* begin *

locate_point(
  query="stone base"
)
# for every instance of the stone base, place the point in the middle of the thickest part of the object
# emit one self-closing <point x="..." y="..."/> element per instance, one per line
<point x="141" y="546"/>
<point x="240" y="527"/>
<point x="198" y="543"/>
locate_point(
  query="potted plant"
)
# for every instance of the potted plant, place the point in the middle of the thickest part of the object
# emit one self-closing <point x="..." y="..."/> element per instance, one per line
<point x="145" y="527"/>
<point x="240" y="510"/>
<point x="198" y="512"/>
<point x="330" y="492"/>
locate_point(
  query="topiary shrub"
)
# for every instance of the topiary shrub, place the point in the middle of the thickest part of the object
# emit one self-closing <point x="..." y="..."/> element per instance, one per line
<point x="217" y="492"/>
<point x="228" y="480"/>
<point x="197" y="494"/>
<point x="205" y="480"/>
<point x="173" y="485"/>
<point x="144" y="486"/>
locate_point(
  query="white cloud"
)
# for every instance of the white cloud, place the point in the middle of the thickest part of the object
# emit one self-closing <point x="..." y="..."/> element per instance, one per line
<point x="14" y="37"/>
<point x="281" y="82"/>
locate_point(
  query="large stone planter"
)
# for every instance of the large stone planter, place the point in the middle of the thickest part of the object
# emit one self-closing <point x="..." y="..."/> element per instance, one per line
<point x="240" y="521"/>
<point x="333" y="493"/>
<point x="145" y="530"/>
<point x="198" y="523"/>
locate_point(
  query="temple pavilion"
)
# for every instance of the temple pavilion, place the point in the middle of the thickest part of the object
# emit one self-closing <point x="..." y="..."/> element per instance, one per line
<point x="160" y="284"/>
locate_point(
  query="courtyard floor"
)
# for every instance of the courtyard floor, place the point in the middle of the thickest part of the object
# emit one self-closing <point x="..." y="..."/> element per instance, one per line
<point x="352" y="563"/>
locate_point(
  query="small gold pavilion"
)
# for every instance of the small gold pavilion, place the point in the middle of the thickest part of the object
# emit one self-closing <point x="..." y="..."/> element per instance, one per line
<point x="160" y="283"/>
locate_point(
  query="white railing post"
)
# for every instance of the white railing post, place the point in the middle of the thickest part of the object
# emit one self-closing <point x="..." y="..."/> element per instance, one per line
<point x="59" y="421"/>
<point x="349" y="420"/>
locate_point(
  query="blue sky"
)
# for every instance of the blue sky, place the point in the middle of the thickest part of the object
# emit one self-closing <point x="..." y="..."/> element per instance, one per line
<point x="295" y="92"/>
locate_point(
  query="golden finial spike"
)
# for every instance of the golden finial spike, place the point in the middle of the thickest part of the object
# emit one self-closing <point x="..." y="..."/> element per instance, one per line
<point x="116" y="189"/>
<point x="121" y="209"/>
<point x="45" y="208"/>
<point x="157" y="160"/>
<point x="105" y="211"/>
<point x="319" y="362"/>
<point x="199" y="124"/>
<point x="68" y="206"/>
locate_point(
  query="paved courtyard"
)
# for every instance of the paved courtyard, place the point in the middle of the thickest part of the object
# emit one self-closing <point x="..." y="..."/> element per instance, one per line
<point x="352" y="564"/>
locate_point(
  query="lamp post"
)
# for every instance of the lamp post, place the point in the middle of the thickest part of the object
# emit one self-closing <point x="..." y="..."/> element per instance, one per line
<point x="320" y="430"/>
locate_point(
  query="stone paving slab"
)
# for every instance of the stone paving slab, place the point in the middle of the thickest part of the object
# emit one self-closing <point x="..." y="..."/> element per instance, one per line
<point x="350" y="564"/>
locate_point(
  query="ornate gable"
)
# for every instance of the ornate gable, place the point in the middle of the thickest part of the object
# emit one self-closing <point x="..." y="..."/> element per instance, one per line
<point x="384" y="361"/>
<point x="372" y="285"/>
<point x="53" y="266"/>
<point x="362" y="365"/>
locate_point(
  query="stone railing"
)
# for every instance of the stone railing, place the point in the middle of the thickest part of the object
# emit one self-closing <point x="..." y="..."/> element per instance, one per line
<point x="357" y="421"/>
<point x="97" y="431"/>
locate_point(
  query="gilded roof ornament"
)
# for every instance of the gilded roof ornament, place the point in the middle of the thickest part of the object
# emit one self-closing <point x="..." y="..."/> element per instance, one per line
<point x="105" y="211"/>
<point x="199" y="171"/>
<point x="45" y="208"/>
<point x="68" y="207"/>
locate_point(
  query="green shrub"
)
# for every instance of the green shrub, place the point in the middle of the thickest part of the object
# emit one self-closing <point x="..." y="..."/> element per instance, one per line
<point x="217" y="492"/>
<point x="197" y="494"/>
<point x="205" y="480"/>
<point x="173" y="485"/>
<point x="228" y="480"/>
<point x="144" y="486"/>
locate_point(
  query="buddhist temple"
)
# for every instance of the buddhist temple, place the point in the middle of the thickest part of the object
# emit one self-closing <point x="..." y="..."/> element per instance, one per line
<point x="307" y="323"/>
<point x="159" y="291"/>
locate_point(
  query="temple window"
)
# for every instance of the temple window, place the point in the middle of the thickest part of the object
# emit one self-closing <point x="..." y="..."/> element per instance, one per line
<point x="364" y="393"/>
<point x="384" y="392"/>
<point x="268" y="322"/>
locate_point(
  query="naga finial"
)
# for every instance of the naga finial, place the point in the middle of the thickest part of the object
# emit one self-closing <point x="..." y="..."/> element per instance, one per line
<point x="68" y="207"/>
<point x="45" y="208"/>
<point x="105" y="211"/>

* end *

Written request:
How many lines in the material above contain the word "large"? Reply with the number alone.

Answer to this task:
2